*** Source document

Today, I watched something wonderful.
That something was the second space flight of Blue Origin, Jeff Bezos’ company that is dedicated to making space travel a commercial venture for individual citizens, not just professional astronauts.
One citizen of note on this flight was a man who’s acutely associated with space, and he is Captain Kirk himself, “Star Trek” actor William Shatner.
The crew: Chris Boshuizen, Glen de Vries, Audrey Powers and William Shatner. Photo courtesy of Blue Origin.
Shatner is an extremely engaging man. I found that out firsthand a few years ago, as he was one of the keynote speakers at the FreedomFest conference, the annual celebration of free minds and free markets that I implore you all to attend. It is by far the best week of every year.

******
*** Provided records

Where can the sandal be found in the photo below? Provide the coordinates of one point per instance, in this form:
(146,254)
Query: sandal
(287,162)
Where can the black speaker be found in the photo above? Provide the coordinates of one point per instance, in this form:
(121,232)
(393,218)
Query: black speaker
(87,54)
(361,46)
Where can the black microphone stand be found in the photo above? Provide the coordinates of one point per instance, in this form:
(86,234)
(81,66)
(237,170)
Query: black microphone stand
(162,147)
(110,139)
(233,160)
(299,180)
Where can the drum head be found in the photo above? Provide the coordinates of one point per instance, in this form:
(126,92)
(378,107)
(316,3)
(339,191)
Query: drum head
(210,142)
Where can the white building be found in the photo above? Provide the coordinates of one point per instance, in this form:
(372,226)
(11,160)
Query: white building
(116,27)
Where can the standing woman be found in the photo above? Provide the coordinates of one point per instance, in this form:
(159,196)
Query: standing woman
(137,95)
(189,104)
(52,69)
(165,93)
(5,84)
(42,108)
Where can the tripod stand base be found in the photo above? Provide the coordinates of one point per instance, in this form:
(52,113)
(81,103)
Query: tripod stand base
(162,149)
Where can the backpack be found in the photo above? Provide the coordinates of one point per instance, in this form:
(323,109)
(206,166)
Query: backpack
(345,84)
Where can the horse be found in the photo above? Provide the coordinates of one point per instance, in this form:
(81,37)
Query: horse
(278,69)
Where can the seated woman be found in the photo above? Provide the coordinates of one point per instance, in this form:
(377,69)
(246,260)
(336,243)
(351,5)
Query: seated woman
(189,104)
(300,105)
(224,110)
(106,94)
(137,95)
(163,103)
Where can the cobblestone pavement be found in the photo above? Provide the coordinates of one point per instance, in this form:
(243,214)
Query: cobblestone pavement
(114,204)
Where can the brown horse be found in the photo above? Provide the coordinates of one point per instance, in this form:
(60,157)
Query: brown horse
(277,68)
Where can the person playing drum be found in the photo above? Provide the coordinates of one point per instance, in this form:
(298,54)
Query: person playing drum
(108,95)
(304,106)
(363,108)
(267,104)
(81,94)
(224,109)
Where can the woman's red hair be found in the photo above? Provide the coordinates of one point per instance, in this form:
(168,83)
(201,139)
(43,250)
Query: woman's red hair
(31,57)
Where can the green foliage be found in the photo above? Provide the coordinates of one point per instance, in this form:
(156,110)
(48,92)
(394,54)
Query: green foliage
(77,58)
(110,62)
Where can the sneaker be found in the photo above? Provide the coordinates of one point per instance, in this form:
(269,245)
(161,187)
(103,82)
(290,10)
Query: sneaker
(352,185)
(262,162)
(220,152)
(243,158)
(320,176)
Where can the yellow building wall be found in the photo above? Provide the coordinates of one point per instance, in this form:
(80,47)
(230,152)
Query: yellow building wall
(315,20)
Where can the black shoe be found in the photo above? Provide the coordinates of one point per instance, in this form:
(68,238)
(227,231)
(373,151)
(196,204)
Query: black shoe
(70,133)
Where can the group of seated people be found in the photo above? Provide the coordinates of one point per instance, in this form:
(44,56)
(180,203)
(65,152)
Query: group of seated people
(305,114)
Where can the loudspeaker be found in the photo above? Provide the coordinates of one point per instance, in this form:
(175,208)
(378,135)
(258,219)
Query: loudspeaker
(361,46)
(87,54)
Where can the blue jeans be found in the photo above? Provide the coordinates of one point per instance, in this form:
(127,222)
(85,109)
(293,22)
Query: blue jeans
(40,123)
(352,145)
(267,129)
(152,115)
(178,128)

******

> Requirement A
In the Blue Origin post above, at which conference was William Shatner a keynote speaker?
> Requirement B
Please list every crew member the Blue Origin post names for the flight.

> Worked answer A
The FreedomFest conference.

> Worked answer B
Chris Boshuizen, Glen de Vries, Audrey Powers, William Shatner